[Work required] Repeat each entry in full, exactly.
# Dataset start
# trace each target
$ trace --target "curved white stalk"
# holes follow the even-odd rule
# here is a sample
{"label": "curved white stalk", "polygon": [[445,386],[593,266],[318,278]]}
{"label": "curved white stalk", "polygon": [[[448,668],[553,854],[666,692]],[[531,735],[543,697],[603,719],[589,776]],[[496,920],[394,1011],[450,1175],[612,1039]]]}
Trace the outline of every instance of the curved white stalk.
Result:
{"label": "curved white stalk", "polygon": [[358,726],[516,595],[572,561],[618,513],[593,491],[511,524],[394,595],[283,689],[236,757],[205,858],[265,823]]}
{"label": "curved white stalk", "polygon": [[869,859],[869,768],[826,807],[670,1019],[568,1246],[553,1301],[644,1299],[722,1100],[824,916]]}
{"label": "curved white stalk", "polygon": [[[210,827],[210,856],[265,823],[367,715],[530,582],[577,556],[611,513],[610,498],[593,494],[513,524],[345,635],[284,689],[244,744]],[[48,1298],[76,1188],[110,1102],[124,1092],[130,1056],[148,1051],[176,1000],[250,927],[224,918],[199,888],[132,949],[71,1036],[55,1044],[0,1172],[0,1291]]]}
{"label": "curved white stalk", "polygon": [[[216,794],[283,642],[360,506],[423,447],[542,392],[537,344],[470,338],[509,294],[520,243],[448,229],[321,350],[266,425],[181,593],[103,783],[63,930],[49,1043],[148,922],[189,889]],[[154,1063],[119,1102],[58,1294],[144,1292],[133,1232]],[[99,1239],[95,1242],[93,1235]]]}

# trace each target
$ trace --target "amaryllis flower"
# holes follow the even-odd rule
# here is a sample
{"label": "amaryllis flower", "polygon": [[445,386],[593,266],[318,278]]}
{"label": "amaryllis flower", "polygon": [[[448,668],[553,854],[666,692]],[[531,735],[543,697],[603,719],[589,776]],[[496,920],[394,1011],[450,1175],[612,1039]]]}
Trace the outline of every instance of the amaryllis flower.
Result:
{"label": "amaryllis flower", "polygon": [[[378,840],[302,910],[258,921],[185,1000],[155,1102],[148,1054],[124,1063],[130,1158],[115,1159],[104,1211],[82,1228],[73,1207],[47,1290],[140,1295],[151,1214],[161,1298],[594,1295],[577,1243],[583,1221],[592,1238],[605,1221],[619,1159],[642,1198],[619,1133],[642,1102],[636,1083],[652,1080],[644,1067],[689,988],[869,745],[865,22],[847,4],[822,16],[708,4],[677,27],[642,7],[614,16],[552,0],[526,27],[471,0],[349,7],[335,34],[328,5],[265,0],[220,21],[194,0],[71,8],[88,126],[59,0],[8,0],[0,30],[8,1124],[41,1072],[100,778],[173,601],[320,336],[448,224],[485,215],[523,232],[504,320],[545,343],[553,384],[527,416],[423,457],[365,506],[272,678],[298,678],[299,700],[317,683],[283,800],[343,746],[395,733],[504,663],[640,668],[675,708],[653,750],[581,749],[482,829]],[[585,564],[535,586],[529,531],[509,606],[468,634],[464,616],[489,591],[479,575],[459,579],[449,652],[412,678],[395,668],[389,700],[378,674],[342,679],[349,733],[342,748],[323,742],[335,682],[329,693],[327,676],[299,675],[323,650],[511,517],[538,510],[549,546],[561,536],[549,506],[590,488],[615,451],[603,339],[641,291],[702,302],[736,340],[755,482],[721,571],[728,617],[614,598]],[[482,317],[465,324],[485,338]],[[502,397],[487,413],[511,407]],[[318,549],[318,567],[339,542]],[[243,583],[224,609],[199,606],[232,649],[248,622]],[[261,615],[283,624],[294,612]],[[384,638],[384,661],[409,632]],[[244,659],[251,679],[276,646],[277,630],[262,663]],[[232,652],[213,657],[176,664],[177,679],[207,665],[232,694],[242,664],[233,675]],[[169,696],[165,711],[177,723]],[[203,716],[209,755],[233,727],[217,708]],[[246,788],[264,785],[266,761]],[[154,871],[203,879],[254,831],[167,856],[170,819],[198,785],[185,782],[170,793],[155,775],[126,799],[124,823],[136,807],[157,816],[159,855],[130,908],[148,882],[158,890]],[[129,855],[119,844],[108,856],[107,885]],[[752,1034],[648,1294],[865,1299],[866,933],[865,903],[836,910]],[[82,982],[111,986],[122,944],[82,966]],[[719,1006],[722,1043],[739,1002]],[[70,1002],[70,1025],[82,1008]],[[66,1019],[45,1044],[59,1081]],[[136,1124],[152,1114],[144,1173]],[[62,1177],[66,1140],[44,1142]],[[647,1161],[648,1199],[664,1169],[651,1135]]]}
# Dataset end
[Worked solution]
# trace each target
$ trace --target "curved white stalk"
# holes follow the even-odd rule
# here is a sample
{"label": "curved white stalk", "polygon": [[445,386],[593,266],[318,278]]}
{"label": "curved white stalk", "polygon": [[[448,668],[553,854],[666,692]],[[531,735],[543,697],[603,719],[589,776]],[[496,920],[394,1011],[450,1175],[612,1039]]]}
Trace the outline of every instance of the curved white stalk.
Result:
{"label": "curved white stalk", "polygon": [[358,726],[516,595],[572,561],[618,513],[593,491],[511,524],[394,595],[283,689],[236,757],[205,858],[265,823]]}
{"label": "curved white stalk", "polygon": [[869,859],[869,768],[826,807],[670,1019],[568,1246],[553,1301],[644,1299],[722,1100],[824,916]]}
{"label": "curved white stalk", "polygon": [[[210,827],[210,856],[265,823],[367,715],[530,582],[577,556],[611,513],[610,498],[593,494],[513,524],[345,635],[284,689],[244,744]],[[48,1298],[76,1188],[110,1102],[124,1092],[130,1056],[148,1051],[176,1000],[250,927],[224,918],[199,888],[132,949],[71,1036],[55,1044],[0,1172],[0,1291]]]}
{"label": "curved white stalk", "polygon": [[[216,794],[283,642],[360,506],[423,447],[542,392],[537,344],[470,338],[509,294],[520,243],[448,229],[321,350],[266,425],[181,593],[103,783],[63,930],[49,1043],[148,922],[189,889]],[[154,1063],[119,1102],[58,1294],[144,1292],[133,1232]],[[99,1239],[95,1242],[93,1235]]]}

# trace each target
$ trace --target "amaryllis flower"
# holes follow the even-odd rule
# here is a sample
{"label": "amaryllis flower", "polygon": [[445,386],[593,266],[318,278]]}
{"label": "amaryllis flower", "polygon": [[[448,668],[553,854],[666,692]],[[531,735],[543,697],[603,719],[589,776]],[[496,920],[394,1011],[450,1175],[612,1039]]]}
Trace the outline of every instance of the amaryllis flower.
Result:
{"label": "amaryllis flower", "polygon": [[[378,840],[302,910],[258,921],[185,1000],[155,1102],[148,1054],[124,1063],[130,1158],[115,1159],[104,1211],[82,1228],[73,1207],[47,1290],[140,1295],[151,1214],[161,1298],[594,1295],[577,1243],[583,1221],[592,1238],[605,1221],[619,1159],[642,1198],[619,1133],[642,1102],[636,1083],[652,1080],[644,1067],[689,988],[869,745],[865,22],[847,4],[822,16],[708,4],[677,27],[642,7],[614,16],[552,0],[526,27],[471,0],[349,7],[335,34],[328,5],[265,0],[220,21],[194,0],[71,8],[88,126],[59,0],[8,0],[0,30],[8,1124],[41,1072],[100,778],[173,601],[320,336],[448,224],[485,215],[523,232],[504,320],[545,343],[553,384],[527,416],[423,457],[365,506],[272,678],[298,678],[299,700],[317,683],[283,800],[343,746],[395,733],[504,663],[640,668],[675,708],[653,750],[581,749],[482,829]],[[585,564],[535,586],[529,531],[509,606],[468,634],[464,616],[489,591],[479,575],[459,579],[449,652],[412,678],[395,668],[389,700],[378,674],[342,679],[349,733],[342,748],[323,742],[335,682],[329,693],[327,676],[299,675],[323,650],[511,517],[538,510],[549,546],[561,536],[549,506],[590,488],[615,451],[603,339],[641,291],[702,302],[736,340],[755,482],[721,571],[728,617],[614,598]],[[482,317],[465,324],[485,338]],[[502,397],[487,413],[511,407]],[[318,549],[318,567],[339,542]],[[243,583],[224,609],[199,606],[232,649],[248,622]],[[261,615],[283,624],[294,612]],[[384,638],[384,661],[409,632]],[[244,659],[251,679],[276,646],[277,630],[262,663]],[[232,652],[213,657],[176,664],[177,679],[207,665],[232,694],[242,664],[233,675]],[[169,696],[165,711],[177,723]],[[203,716],[209,755],[233,727],[217,708]],[[246,788],[264,785],[266,761]],[[154,871],[203,879],[254,831],[167,856],[170,819],[198,785],[185,782],[170,793],[155,775],[126,799],[124,823],[136,807],[157,816],[159,855],[130,908],[148,882],[158,890]],[[129,855],[119,844],[108,856],[107,885]],[[752,1034],[648,1294],[865,1299],[866,933],[865,903],[836,910]],[[82,982],[111,986],[122,944],[82,966]],[[719,1006],[722,1043],[739,1002]],[[70,1002],[70,1025],[82,1008]],[[66,1019],[45,1044],[59,1081]],[[136,1124],[152,1114],[144,1173]],[[62,1177],[66,1140],[44,1142]],[[647,1161],[648,1199],[664,1169],[651,1135]]]}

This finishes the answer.